--- start of DOCUMENT EXTRACT ---

# Does anyone/Has anyone lyfted with slight damage to car?



## driveLA

So I got into a minor accident with a little bit of damage on my bumper on one corner while ubering 

I'm not sure but I think lyft is a little less picky when it comes to car condition, so I thought since uber is probably gonna deactivate me while my car is fixed and the insurance stuff gets settled I could just do lyft. 

The damage is minimal. The bumper had just unclipped on the side slightly, looks like it can just be pushed/reclipped into position and there is a scratch, slight paint smudging that just looks like dust/dirt. 

Any thoughts? Opinions?


----------



## scrurbscrud

Duct tape. Spray paint. Uber on.


----------



## UberDesson

Touch-up paint at Walmart


----------



## Uber-Doober

Touch up paint from Pep Boys and see if new clips can reattach the bumper cover. 
Epoxy?


----------



## Eagle_Uber

Mentor said he didn't see the dent I had... 

Lyft on


----------



## bunnydoodoo

Dont worry about it, keep driving. I've had a dent/scrape on the passenger side doorS for 2 weeks now. No one cares. Don't lose money over it.


----------



## Casuale Haberdasher

scrurbscrud said:


> Duct tape. Spray paint. Uber on.


POST # 1/@driveLA: Yeah. What
those guys said! Still ought to look
SWEET compared to #[F]uberHooptie!


----------



## Actionjax

Keep driving till its fixed. Had a large scrape on the passenger door for 2 weeks that looked like white dirt. Used colour match wax to keep it from standing out. No issues at all.


----------



## Showa50

Yes. I was in a slight accident while doing a Lyft. After sending pics I continued Lyfting for a couple months while I saved for the time off I'd have to take. No one noticed the damage, it was on the rear passenger side door.


----------



## rjenkins

I am a Lyft mentor, and we are instructed not to be overly picky about minor scratches and dings. It's subjective, of course, and what is minor to one person might be a flag for another.

If you were in my area, I'd say send me a pic and I could tell you what I think, and then arrange to do your mentor session for you. What you can do is talk to a mentor (call him/her through the app as soon as one is assigned) and discuss the damage. If they agree that it's minimal, go ahead and schedule the session.

If you skip that step, there is a chance you would have to do a second mentor session, or that Lyft would just outright reject you. I doubt this would happen, but it's much easier and quicker to get through the first time.

--- end of DOCUMENT EXTRACT ---

-- TO DO --
Answer these questions about the forum thread above on driving with minor car damage, one per line:
1. Where does UberDesson suggest buying touch-up paint?
2. On which part of the car was the damage from Showa50's accident?
3. What does rjenkins say Lyft mentors are instructed about minor scratches and dings?

--- start of RECORDS PROVIDED ---

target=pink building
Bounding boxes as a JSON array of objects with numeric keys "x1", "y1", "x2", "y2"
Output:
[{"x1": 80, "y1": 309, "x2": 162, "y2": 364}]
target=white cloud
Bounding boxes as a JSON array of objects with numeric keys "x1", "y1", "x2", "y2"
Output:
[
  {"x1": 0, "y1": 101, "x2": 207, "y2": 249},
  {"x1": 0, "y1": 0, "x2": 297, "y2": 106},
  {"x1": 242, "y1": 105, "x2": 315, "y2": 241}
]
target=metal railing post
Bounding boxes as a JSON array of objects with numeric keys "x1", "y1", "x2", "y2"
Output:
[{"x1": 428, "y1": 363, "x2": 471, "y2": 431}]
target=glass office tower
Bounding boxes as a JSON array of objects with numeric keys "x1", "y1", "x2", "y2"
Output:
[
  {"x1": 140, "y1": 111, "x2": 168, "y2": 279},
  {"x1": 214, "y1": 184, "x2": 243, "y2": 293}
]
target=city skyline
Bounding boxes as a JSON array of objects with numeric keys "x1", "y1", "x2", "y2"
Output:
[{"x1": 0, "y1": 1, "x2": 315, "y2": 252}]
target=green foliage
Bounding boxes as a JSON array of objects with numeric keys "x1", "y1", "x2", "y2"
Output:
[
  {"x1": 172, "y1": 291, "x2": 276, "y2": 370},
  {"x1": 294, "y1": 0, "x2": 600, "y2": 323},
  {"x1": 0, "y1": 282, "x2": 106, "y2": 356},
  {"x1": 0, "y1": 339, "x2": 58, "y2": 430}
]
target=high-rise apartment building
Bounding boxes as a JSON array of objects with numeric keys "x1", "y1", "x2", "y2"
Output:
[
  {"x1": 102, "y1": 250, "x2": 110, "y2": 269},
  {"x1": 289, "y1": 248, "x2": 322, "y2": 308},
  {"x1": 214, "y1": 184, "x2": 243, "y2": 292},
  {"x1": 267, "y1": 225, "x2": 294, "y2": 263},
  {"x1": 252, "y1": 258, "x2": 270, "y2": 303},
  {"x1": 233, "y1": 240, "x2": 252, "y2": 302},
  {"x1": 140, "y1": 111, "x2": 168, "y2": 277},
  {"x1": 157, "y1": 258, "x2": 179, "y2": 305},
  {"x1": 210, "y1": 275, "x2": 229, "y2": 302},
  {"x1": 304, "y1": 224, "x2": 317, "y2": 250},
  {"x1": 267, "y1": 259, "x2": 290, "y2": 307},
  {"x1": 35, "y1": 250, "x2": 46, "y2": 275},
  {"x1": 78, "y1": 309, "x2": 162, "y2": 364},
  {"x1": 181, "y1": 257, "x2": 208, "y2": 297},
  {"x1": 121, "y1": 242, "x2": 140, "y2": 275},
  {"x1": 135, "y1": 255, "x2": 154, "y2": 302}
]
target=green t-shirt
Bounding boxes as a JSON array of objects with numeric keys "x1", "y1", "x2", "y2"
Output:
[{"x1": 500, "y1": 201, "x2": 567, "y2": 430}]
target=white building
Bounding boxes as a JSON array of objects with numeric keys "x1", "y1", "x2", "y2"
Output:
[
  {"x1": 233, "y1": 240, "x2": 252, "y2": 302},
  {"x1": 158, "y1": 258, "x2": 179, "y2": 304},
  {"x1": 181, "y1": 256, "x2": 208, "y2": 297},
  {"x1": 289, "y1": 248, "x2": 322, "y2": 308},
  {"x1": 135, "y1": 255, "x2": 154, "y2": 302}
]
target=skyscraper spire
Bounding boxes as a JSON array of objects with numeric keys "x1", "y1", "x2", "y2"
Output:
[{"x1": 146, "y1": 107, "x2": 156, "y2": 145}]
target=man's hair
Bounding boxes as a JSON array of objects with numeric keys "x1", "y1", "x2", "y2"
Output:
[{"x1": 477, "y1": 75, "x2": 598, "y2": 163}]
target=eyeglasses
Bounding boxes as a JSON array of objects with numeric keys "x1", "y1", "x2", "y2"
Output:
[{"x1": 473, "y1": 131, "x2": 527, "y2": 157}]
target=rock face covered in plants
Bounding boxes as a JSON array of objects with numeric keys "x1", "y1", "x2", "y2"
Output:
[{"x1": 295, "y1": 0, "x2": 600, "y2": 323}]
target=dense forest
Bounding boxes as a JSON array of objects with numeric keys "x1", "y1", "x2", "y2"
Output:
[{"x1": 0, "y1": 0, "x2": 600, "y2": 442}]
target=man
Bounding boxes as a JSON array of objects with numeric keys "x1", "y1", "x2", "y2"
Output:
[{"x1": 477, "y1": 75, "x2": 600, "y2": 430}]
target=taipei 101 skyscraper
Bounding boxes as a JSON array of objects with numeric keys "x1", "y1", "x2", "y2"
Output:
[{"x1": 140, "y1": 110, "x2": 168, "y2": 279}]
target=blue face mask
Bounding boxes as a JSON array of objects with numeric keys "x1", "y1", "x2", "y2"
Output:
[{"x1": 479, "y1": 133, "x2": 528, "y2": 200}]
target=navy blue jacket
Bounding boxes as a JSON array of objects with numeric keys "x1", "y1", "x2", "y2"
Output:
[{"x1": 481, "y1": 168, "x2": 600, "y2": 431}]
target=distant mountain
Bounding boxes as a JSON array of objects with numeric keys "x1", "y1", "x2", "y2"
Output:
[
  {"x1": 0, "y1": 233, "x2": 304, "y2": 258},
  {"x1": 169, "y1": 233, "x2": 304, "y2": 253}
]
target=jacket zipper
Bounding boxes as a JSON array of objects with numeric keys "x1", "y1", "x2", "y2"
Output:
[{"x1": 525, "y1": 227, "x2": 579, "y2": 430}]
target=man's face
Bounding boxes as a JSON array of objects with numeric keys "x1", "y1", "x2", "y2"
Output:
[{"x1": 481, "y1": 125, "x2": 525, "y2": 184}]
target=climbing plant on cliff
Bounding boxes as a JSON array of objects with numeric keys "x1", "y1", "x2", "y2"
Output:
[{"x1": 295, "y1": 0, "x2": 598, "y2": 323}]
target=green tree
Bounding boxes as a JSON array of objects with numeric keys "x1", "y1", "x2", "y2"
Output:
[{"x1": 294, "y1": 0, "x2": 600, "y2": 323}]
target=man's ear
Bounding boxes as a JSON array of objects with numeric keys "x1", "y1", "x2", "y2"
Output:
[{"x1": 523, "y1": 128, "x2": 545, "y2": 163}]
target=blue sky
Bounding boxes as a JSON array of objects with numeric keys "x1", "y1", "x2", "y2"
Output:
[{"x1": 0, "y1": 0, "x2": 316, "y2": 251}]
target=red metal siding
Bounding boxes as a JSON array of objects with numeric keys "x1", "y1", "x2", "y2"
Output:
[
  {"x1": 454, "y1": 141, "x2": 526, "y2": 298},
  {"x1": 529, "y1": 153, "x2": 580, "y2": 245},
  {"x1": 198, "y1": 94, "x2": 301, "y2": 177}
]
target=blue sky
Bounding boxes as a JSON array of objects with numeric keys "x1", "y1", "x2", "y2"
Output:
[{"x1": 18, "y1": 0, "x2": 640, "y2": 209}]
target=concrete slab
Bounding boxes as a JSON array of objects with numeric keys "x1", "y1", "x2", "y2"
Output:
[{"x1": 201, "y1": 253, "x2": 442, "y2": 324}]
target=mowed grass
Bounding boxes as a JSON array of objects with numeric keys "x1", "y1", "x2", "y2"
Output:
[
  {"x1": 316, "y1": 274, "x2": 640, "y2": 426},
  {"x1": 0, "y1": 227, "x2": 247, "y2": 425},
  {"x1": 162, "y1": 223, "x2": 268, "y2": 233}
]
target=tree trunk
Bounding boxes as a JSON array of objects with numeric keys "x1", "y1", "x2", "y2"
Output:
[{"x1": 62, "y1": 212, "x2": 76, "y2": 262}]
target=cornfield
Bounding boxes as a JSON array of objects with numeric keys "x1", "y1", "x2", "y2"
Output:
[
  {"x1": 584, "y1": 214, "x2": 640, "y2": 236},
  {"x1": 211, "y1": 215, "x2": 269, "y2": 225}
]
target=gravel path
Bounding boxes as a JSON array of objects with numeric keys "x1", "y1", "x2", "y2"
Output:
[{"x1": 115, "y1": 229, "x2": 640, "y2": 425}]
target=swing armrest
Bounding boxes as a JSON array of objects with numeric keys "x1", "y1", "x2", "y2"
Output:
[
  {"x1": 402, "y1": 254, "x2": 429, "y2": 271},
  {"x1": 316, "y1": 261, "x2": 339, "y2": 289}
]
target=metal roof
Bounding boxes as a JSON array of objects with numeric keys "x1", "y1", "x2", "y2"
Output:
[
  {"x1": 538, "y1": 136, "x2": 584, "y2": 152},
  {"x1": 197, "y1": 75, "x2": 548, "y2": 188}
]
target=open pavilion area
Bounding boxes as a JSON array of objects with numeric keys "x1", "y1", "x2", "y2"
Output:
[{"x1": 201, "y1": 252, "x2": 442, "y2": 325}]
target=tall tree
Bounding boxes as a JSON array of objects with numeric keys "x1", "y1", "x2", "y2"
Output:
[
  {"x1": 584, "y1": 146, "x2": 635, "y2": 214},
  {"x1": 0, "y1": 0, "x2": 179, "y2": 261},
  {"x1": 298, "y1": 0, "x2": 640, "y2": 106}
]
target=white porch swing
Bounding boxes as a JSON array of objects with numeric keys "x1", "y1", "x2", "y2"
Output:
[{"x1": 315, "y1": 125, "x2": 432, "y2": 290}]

--- end of RECORDS PROVIDED ---

-- ANSWER TO THIS EXERCISE --
1. At Walmart.
2. On the rear passenger side door.
3. Mentors are instructed not to be overly picky about them.